» Excerpt provided
BEGIN

Surgical wounds are usually closed by using either an interrupted or continuous suture using absorbable or non absorbable suture materials. Skin staples are an alternative to sutures and are usually used at the discretion of the surgeon. Skin wound closure with metallic clips is considered to be a fast and effective alternative to sutures. Furthermore, it is commonly believed that staples are less traumatic and may reduce wound complications. This makes the use of staples attractive as it may reduce the risk of postoperative wound complications.
Surgical site infection (SSI) after saphenous vein graft harvesting is a postoperative complication that may occur in up to 18% of patients who undergo coronary artery bypass surgery (CABG). We considered the effects of using either staples or sutures for closing the skin after saphenous vein graft harvesting for CABG on rates of wound infection and wound dehiscence. We included four studies reporting on a total of 148 leg wounds closed with staples and 174 with sutures after vein graft harvesting in patients undergoing isolated CABG.
There was no difference in leg wound infection rate or in leg wound dehiscence when wounds were closed with staples rather than with sutures.
These results suggest that there is no evidence of a difference in the risk of SSI and wound dehiscence when staples rather than sutures are used to close leg wounds after vein graft harvesting during CABG, however more research is needed.
Surgical site infection (SSI) after saphenous vein graft harvesting is a complication occurring in up to 18% of patients who undergo coronary artery bypass surgery (CABG). It is not known whether the method of skin closure influences the infection rate.
To compare the rates of SSI and wound dehiscence of staples and sutures for skin closure after saphenous vein graft harvesting for CABG.
For this first update we searched The Cochrane Wounds Group Specialised Register (searched 4 November 2011); The Cochrane Central Register of Controlled Trials (CENTRAL) (The Cochrane Library 2011, Issue 4); Ovid MEDLINE (2010 to October Week 4 2011); Ovid MEDLINE (In-Process & Other Non-Indexed Citations, November 3, 2011); Ovid EMBASE (2010 to 2011 Week 43); and EBSCO CINAHL (2010 to 28 October 2011).
Randomised controlled trials comparing staples and sutures for closing leg wounds after vein graft harvesting in patients undergoing CABG were eligible for inclusion in this review.
Two review authors independently assessed the titles and abstracts of references identified by the search strategy against the selection criteria and extracted data from eligible trials. Included trials were assessed for the following risks of bias: generation of random allocation sequence, allocation concealment, blinding, incomplete outcome data, selective reporting and freedom from other biases. For dichotomous variables, we calculated the risk ratio with 95% confidence intervals (CI).
We included three prospective, randomised studies reporting on a total of 148 leg wounds closed with staples and 175 with sutures after vein graft harvesting in patients undergoing CABG. All trials were of sub-optimal methodological quality and all trials were at risk of bias. Leg wound infection rate was 10.8% (16/148) after leg wound closure with staples compared with 8% (14/174) with sutures (risk ratio 1.20, 95% CI 0.60 to 2.39). Leg wound dehiscence occurred in 9.3% (10/108) of patients after leg wound closure with staples compared with 8.8% (12/137) with sutures (risk ratio 1.05, 95%CI 0.43 to 2.53).

END

» Information supplied
BEGIN

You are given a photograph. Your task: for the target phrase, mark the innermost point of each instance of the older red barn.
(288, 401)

END

» What this exercise asks
a - In the review summary on staples versus sutures, on what date was The Cochrane Wounds Group Specialised Register searched?
b - Reproduce everything in the review summary on staples versus sutures from "Randomised controlled trials" down to "in this review.".

» Answers for this exercise
a - 4 November 2011

b -
Randomised controlled trials comparing staples and sutures for closing leg wounds after vein graft harvesting in patients undergoing CABG were eligible for inclusion in this review.